> [Parts of the exercise]:
(a) In the summer recap post, where did the writer serve jury duty?
(b) Carry on the summer recap post from the point where it stops.

Begin Passage given

Summer recap & Week of August 12, 2024

Hi! I’m back. I’m fine, just needed a break from blogging. I thought I’d return later than this, but I started feeling that blogging itch again, so here I am typing away late on a Sunday night after everyone else has gone to bed.

A recap of June, July, and beginning of August

This summer has been hot and humid. The heat started around the same time (we always seem to put in the ACs the week of our anniversary), but it jumped into the mid 90s and stayed there for the end of June, all of July, and the first week of August. Brutal.

  • Charlie got to pull the air horn of a semi truck at a Touch a Truck event in Verplanck.
  • I had jury duty at the US District Court in Manhattan. (Think Chuck Rhoades in Billions.) I had to go in two days and went into a court room for the selection process, but didn’t get selected.
  • I took Charlie out in the guideboat on the Hudson for the first time. We rowed from Verplanck to Stony Point and back. He did great and loved it.
  • We spent the week of the July 4/Independence Day holiday in Groton Long Point with the Wasmer family. We caught crabs, swam, played, made sand castles, ate some tasty meals, walked in a parade, and relaxed. Charlie even played with sparklers for the first time. On the way home we stopped at the Stepping Stones Childrens’ Museum.
  • I started a new position at Automattic. I now oversee the whole engineering team (3 sub teams in all) in the Concierge group instead of just one of the sub teams. The transition has been more challenging than I expected.
  • Charlie and I took walks in the woods, including a morning exploring the creeks.
  • We ate our yearly helping of sausage and peppers at the Our Lady of Mount Carmel Feast.
  • I built a Little Free Library for Esther Place in Peekskill.
  • We celebrated Colin and Hayden’s marriage in Lake Peekskill.
  • Our garden did great in the hot, humid weather. We have tons of roma tomatoes, cherry tomatoes, borage, tomatillos, and potatoes. The nasturtiums did better than they’ve ever done and we have plenty for drink garnishes.
    • We made lots of pizza sauce, lots of tomato paste, some salsa verde, and borage ice cubes. We also froze a bunch of tomatillos for this winter (chili verde with pork, albondigas, etc), and gave a bunch to friends.
  • We had Charlie’s third birthday party. Even though it rained and everyone had to go in the house, the kids still had fun.
  • While my parents were visiting, Charlie and I took them to Stony Point to check out the historic Hudson River lighthouse and Revolutionary War battleground.
  • Charlie mastered his balance bike and can now lift his feet up and cruise down ramps at high speed.

Some small moments:

  • Coffee on the porch in the morning.
  • Ice cream at Blue Pig.
  • Playgrounds with Charlie.
  • Charlie asking politely to wash the car.

End Passage given
Begin Dataset entries

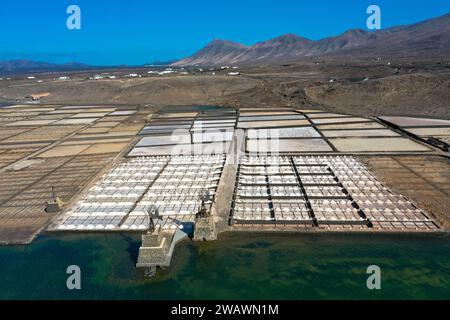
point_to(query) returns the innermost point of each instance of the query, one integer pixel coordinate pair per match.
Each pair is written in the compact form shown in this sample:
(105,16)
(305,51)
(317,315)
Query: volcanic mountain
(430,37)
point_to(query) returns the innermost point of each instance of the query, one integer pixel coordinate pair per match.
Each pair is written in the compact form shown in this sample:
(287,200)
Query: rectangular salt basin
(207,120)
(122,113)
(288,145)
(340,120)
(271,118)
(200,124)
(214,136)
(178,115)
(75,121)
(416,122)
(326,115)
(266,113)
(365,125)
(163,140)
(30,123)
(271,124)
(63,151)
(90,115)
(430,131)
(296,132)
(181,149)
(376,145)
(360,133)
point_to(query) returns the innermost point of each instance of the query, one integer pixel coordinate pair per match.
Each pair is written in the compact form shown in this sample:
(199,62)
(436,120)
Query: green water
(312,266)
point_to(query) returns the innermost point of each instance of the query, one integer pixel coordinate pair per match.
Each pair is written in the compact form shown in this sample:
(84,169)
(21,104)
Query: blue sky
(138,31)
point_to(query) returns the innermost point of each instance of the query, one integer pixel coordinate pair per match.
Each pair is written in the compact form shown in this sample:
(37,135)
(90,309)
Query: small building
(37,96)
(62,78)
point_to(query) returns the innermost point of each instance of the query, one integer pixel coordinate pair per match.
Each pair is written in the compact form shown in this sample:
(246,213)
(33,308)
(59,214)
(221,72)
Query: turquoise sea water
(238,266)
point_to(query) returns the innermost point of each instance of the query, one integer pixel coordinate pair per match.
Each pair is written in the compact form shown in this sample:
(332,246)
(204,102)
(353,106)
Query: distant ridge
(430,37)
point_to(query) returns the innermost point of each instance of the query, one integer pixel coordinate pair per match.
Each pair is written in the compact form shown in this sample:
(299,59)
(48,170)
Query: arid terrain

End Dataset entries

> [Results for the exercise]:
(a) At the US District Court in Manhattan.

(b)
  • Charlie and I spraying each other with the hose.
  • Meeting friends for dinner, play dates, hangs at the farm market, impromptu pizza and ice cream.
  • Going to the park to play, but watching a magic show instead.
  • Checking out a tree frog, green frogs, garter snakes, and snake skin.
  • Charlie having the time of his life on carnival rides.
  • Charlie running around joyfully in the rain.
  • Snuggles.
  • Charlie riding his bike down the street with his birthday balloons attached.
  • Playing cars.

What I read:

  • Extremely Online by Taylor Lorenz
  • My Brilliant Friend by Elena Ferrante
  • Great Circle by Maggie Shipstead
  • Two books by Eliot Peper: Foundry and Reap3r
  • The first three books in the Expeditionary Force series by Craig Alanson

I’m currently reading The Monkey Wrench Gang by Edward Abbey.

Week of August 12, 2024

Let’s start the weekend before, August 10 and 11. We met Kate, Ben, and the twins at the TaSH Farmers Market in the morning and had Cuban sandwiches for lunch at Croqueteria, then went to Jay and Marie’s that afternoon for a summer garden party. Amanda and Jay played their flutes, then Jay, Jeremy, and Matthew played some bluegrass. Detra sang.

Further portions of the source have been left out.